Organised business says it is optimistic that parliament will amend the National Health Insurance (NHI) Bill’s provisions on the future role of medical schemes and soften the proposal to restrict them to offering cover for services not provided by NHI.
The National Council of Provinces (NCOP) is close to finalising its work on the bill, which is the first piece of enabling legislation for the ANC government’s plans for universal health coverage. The bill provides for establishing a central NHI fund to purchase services for eligible beneficiaries from accredited public and private sector providers that will be free at the point of delivery. But how it will be financed and exactly what benefits it will cover have yet to be determined.
“We have certainly been led to believe, including by Nicholas Crisp [health department deputy director-general for NHI] that certain adjustments will be made to section 33. He is well aware of what we believe is necessary. I would be very surprised if it re-emerges as it is today,” Business for SA (B4SA) chair Martin Kingston said at a joint briefing with Business Unity SA (Busa).
B4SA was formed during the coronavirus pandemic, and includes the Black Business Council and Busa, which is the business representative at Nedlac.
Section 33 of the bill says that when the health minister determines that NHI has been fully implemented, medical schemes may offer only complementary cover for services not reimbursed by the NHI fund.

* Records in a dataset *
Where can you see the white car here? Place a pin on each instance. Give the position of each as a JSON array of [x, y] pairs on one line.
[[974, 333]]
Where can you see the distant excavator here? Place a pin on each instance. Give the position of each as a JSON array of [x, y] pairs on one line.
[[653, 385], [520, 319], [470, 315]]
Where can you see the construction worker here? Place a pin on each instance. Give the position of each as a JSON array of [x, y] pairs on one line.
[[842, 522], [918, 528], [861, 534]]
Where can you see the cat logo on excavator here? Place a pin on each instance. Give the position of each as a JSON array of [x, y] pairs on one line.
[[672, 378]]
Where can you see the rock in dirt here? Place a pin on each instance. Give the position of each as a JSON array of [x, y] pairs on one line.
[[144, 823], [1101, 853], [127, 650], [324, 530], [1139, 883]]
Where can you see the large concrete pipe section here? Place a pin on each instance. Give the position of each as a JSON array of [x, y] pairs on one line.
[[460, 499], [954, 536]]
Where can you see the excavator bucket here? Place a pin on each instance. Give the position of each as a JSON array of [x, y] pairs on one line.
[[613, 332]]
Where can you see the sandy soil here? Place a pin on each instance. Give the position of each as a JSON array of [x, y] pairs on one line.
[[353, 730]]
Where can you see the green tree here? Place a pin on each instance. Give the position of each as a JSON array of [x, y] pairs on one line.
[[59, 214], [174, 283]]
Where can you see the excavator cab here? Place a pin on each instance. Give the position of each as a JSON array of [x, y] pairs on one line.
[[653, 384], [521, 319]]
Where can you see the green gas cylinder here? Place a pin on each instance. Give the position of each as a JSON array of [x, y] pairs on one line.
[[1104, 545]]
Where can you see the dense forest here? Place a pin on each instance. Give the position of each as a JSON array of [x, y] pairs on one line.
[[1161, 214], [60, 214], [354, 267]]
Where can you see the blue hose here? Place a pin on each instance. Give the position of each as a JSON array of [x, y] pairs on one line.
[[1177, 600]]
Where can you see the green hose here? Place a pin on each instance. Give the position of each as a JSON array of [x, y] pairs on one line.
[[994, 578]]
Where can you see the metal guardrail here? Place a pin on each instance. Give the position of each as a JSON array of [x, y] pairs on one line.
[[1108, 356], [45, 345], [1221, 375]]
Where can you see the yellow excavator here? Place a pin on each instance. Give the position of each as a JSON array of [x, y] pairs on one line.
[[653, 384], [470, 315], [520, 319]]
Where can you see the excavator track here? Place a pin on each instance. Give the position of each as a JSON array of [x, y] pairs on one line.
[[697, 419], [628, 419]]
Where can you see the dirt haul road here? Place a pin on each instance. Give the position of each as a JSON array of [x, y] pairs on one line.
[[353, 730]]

* Brief 1 *
In the NHI Bill article, what may medical schemes offer under section 33 once the health minister determines that NHI has been fully implemented?
* Brief 2 *
Copy the NHI Bill article from "B4SA was formed" up to and including "the NHI fund.".

* Answer box 1 *
Only complementary cover for services not reimbursed by the NHI fund.

* Answer box 2 *
B4SA was formed during the coronavirus pandemic, and includes the Black Business Council and Busa, which is the business representative at Nedlac.
Section 33 of the bill says that when the health minister determines that NHI has been fully implemented, medical schemes may offer only complementary cover for services not reimbursed by the NHI fund.